* Problem details: Return the records that follow, matching each one exactly.

-- begin Material to process --

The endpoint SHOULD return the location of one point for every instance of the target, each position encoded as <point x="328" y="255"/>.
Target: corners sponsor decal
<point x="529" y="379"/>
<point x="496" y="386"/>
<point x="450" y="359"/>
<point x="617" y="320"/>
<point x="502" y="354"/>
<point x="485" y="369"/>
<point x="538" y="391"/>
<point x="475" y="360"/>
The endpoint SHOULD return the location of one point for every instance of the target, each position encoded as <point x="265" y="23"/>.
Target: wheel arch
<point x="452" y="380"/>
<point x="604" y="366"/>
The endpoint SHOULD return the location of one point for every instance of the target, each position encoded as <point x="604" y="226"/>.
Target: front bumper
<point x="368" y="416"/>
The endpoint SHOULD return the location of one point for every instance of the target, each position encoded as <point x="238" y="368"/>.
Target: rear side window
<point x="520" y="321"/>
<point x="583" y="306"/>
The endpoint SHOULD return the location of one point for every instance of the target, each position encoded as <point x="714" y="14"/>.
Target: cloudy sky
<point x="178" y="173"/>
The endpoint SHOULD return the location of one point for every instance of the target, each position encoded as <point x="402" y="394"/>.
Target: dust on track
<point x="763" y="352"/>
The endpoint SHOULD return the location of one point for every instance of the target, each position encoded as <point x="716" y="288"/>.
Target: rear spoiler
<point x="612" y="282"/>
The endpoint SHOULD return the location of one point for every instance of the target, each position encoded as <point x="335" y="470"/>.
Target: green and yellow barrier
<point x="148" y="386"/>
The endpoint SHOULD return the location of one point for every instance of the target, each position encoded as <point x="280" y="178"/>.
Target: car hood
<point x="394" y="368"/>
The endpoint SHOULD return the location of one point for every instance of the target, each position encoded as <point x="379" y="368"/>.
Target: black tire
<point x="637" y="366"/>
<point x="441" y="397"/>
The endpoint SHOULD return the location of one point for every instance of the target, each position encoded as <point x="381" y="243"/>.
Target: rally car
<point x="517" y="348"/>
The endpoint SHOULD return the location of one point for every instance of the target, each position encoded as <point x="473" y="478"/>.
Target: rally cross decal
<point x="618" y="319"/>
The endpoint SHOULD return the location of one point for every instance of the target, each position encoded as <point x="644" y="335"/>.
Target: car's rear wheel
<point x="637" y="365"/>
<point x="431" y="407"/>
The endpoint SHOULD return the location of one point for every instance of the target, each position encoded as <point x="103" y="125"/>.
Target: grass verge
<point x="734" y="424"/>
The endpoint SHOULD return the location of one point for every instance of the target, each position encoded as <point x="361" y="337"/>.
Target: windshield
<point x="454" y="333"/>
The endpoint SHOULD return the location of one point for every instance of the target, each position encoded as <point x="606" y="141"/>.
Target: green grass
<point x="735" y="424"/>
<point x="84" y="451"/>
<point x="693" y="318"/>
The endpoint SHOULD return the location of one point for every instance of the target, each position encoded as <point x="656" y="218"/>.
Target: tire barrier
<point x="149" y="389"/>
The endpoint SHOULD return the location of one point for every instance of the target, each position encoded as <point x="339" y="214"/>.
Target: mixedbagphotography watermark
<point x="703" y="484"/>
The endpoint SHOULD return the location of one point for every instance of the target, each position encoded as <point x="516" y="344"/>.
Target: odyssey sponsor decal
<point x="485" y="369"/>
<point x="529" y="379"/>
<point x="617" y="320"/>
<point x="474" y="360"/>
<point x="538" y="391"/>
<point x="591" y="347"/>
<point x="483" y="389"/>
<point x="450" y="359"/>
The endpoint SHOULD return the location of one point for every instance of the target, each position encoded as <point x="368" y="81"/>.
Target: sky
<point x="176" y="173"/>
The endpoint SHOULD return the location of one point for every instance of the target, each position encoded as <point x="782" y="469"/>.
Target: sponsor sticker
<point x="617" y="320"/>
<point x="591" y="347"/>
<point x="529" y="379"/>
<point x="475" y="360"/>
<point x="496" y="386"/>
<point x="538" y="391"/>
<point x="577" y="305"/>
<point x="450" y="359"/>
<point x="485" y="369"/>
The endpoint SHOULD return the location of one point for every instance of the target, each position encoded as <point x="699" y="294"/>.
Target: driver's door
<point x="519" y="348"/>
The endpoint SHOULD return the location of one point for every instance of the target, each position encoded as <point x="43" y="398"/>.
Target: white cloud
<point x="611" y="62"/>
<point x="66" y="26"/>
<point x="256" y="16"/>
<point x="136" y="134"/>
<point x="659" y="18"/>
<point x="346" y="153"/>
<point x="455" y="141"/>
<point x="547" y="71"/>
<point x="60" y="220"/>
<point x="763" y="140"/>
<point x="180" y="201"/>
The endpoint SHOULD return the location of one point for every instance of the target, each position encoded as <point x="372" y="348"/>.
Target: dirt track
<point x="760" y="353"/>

-- end Material to process --

* Reply:
The endpoint SHOULD return the location of one point for every instance of the target, each position encoded as <point x="328" y="255"/>.
Target: corners sponsor decal
<point x="529" y="379"/>
<point x="496" y="386"/>
<point x="450" y="359"/>
<point x="617" y="320"/>
<point x="502" y="354"/>
<point x="485" y="369"/>
<point x="538" y="391"/>
<point x="475" y="360"/>
The endpoint SHOULD return the location of one point for every instance of the target, each position encoded as <point x="265" y="23"/>.
Target: wheel arch
<point x="452" y="380"/>
<point x="604" y="366"/>
The endpoint SHOULD return the location of one point for every instance of the target, each position encoded as <point x="604" y="226"/>.
Target: front bumper
<point x="368" y="416"/>
The endpoint SHOULD return the location of one point for every instance of the target, each position encoded as <point x="238" y="368"/>.
Target: rear side window
<point x="520" y="321"/>
<point x="583" y="306"/>
The endpoint SHOULD return the location of one point for every instance of the target, each position encoded as <point x="714" y="14"/>.
Target: cloudy sky
<point x="178" y="173"/>
The endpoint SHOULD return the location of one point for every instance of the target, each position encoded as <point x="402" y="394"/>.
Target: dust on track
<point x="763" y="352"/>
The endpoint SHOULD return the location of one point for every instance of the target, each position encoded as <point x="716" y="288"/>.
Target: rear spoiler
<point x="612" y="282"/>
The endpoint SHOULD return the location of one point for every instance of the target, each position encoded as <point x="335" y="470"/>.
Target: green and yellow barrier
<point x="148" y="386"/>
The endpoint SHOULD return the location of one point for every instance of the target, each position encoded as <point x="280" y="178"/>.
Target: car hood
<point x="394" y="368"/>
The endpoint SHOULD return the location of one point for every instance of the target, each position encoded as <point x="379" y="368"/>.
Target: black tire
<point x="637" y="366"/>
<point x="441" y="397"/>
The endpoint SHOULD return the location of one point for every instance of the target, each position encoded as <point x="381" y="243"/>.
Target: rally car
<point x="517" y="348"/>
The endpoint SHOULD return the location of one point for every instance of the target, each position encoded as <point x="473" y="478"/>.
Target: rally cross decal
<point x="618" y="319"/>
The endpoint SHOULD return the location of one point for every instance of the target, each position encoded as <point x="644" y="335"/>.
Target: car's rear wheel
<point x="637" y="365"/>
<point x="431" y="407"/>
The endpoint SHOULD return the location of one point for every instance of the target, each position encoded as <point x="103" y="125"/>.
Target: grass verge
<point x="734" y="424"/>
The endpoint SHOULD return the location of one point for every instance of the target, each position encoded as <point x="361" y="337"/>.
Target: windshield
<point x="454" y="333"/>
The endpoint SHOULD return the location of one point for every instance of the target, each position encoded as <point x="606" y="141"/>.
Target: green grass
<point x="735" y="424"/>
<point x="84" y="451"/>
<point x="693" y="318"/>
The endpoint SHOULD return the location of one point for every instance of the target, each position encoded as <point x="656" y="218"/>.
Target: tire barrier
<point x="149" y="389"/>
The endpoint SHOULD return the location of one point for every instance of the target, each position encoded as <point x="339" y="214"/>.
Target: mixedbagphotography watermark
<point x="703" y="484"/>
The endpoint SHOULD return the location of one point for every instance of the target, each position encoded as <point x="516" y="344"/>.
Target: odyssey sponsor decal
<point x="485" y="369"/>
<point x="529" y="379"/>
<point x="617" y="320"/>
<point x="474" y="360"/>
<point x="538" y="391"/>
<point x="591" y="347"/>
<point x="483" y="389"/>
<point x="450" y="359"/>
The endpoint SHOULD return the location of one point for every instance of the target, each position encoded as <point x="368" y="81"/>.
Target: sky
<point x="176" y="173"/>
The endpoint SHOULD return the location of one point for every instance of the target, each position encoded as <point x="782" y="469"/>.
Target: sponsor sticker
<point x="617" y="320"/>
<point x="591" y="347"/>
<point x="529" y="379"/>
<point x="475" y="360"/>
<point x="496" y="386"/>
<point x="538" y="391"/>
<point x="577" y="305"/>
<point x="450" y="359"/>
<point x="485" y="369"/>
The endpoint SHOULD return the location of one point for every instance of the target, each position encoded as <point x="699" y="294"/>.
Target: driver's door
<point x="519" y="348"/>
The endpoint SHOULD return the location of one point for every instance of the target, each position encoded as <point x="43" y="398"/>.
Target: white cloud
<point x="611" y="62"/>
<point x="66" y="26"/>
<point x="256" y="16"/>
<point x="136" y="134"/>
<point x="659" y="18"/>
<point x="346" y="153"/>
<point x="455" y="141"/>
<point x="547" y="71"/>
<point x="60" y="220"/>
<point x="763" y="140"/>
<point x="180" y="201"/>
The endpoint SHOULD return the location of one point for every instance of the target, each position encoded as <point x="372" y="348"/>.
Target: dirt track
<point x="760" y="353"/>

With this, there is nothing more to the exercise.